Already in May 2010 it was revealed that under certain circumstances, when a
user was clicking on an ad, Facebook was transmitting its ID codes that were
used to look up individual profiles, including the user's real name, age,
hometown and other data. Although Facebook has interrupted the practice, it
has now come Facebook applications were doing the same practice.

The practice affects millions of users including those who have placed their
data under the strictest privacy settings. According to WSJ, at least ten of
the most popular Facebook applications also transmitted personal information
about the user's friends to external companies.

Two Facebook users from California, David Gould and Mike Robertson, have
filed a federal lawsuit against the social network for allegedly sharing
their real names and other private information with some advertisers,
considering Facebook was thus in direct violation of the federal law that
protects the privacy of electronic communications, the California
computer-crime law as well as the company's own privacy policy.

"A Facebook user ID may be inadvertently shared by a user's Internet browser
or by an application," stated a spokesman from Facebook on 16 October 2010,
who added that the company would introduce new technology to address the
problem.

According to the company, there is no basis for the law suit. As a Facebook
user's ID is a public part of any Facebook profile, anyone can use this
number to look up a person's name, by using a standard Web browser, even if
that person has posted Facebook information as private. Facebook IDs reveal
information that the users have set to share with everyone.

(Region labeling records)
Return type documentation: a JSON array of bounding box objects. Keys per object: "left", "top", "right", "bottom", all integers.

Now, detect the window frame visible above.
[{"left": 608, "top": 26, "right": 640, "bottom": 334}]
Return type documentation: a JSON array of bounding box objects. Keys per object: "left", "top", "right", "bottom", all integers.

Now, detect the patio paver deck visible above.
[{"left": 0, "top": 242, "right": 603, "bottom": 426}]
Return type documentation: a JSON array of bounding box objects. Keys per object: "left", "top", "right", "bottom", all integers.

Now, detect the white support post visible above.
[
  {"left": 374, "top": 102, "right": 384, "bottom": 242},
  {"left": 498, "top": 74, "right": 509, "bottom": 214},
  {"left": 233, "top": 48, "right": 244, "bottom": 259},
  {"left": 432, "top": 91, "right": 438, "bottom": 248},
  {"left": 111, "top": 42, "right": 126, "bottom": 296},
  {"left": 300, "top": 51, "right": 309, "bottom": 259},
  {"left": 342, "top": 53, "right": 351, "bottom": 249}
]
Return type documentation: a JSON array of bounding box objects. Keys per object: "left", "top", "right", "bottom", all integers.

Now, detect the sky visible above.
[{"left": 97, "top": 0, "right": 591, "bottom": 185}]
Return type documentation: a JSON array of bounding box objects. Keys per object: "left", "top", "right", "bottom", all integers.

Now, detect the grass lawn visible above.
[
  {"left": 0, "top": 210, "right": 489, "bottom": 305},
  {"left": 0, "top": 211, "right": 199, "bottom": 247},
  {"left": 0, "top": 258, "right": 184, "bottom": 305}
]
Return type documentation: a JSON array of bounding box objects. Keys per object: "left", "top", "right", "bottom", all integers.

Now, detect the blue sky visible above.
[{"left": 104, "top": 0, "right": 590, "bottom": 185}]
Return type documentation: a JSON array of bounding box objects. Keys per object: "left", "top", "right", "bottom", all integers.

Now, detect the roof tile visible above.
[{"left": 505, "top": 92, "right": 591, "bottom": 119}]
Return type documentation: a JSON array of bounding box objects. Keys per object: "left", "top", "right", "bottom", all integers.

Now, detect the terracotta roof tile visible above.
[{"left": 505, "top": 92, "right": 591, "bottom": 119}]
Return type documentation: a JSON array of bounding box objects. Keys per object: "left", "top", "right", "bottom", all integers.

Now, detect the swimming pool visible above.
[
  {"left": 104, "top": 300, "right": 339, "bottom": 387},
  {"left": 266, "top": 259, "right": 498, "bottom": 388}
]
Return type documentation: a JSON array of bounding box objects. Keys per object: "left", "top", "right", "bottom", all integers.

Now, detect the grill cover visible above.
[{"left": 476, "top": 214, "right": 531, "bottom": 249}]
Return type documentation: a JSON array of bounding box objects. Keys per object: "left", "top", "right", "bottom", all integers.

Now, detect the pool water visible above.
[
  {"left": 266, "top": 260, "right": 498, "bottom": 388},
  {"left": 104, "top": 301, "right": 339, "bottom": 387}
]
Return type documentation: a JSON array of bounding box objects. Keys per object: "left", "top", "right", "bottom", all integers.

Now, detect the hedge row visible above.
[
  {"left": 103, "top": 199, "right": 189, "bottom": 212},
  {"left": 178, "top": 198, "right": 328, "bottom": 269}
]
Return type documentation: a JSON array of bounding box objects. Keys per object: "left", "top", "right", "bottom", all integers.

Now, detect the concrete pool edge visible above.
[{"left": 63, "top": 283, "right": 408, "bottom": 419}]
* * *
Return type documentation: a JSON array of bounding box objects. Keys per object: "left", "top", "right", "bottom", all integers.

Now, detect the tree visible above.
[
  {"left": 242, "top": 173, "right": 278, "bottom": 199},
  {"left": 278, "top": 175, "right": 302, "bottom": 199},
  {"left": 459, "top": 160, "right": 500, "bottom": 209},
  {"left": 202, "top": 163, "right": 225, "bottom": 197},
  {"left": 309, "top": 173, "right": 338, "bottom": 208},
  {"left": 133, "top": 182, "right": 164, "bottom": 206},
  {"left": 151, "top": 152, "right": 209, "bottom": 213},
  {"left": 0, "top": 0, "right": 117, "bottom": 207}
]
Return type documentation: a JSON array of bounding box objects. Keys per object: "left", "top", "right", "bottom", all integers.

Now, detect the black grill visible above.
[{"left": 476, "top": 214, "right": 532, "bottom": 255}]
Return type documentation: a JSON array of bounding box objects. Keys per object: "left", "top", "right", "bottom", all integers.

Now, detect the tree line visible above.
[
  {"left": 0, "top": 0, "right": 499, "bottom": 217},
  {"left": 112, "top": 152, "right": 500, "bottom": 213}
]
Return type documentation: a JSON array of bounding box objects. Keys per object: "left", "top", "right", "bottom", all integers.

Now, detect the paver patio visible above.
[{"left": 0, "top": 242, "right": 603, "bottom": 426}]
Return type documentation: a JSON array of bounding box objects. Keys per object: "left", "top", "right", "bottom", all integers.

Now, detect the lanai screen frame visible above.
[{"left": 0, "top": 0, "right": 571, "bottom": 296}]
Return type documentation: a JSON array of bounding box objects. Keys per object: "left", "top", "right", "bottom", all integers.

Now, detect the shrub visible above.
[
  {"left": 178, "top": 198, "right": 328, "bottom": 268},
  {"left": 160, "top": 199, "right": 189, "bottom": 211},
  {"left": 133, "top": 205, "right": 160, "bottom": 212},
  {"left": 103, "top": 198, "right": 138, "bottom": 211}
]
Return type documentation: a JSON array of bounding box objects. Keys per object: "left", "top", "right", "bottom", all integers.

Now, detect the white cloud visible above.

__Given task__. Reproduce the Facebook privacy passage from the words "The practice affects" through "own privacy policy.", and switch "advertisers" to "marketing firms".

__Result for this exercise__.
The practice affects millions of users including those who have placed their
data under the strictest privacy settings. According to WSJ, at least ten of
the most popular Facebook applications also transmitted personal information
about the user's friends to external companies.

Two Facebook users from California, David Gould and Mike Robertson, have
filed a federal lawsuit against the social network for allegedly sharing
their real names and other private information with some marketing firms,
considering Facebook was thus in direct violation of the federal law that
protects the privacy of electronic communications, the California
computer-crime law as well as the company's own privacy policy.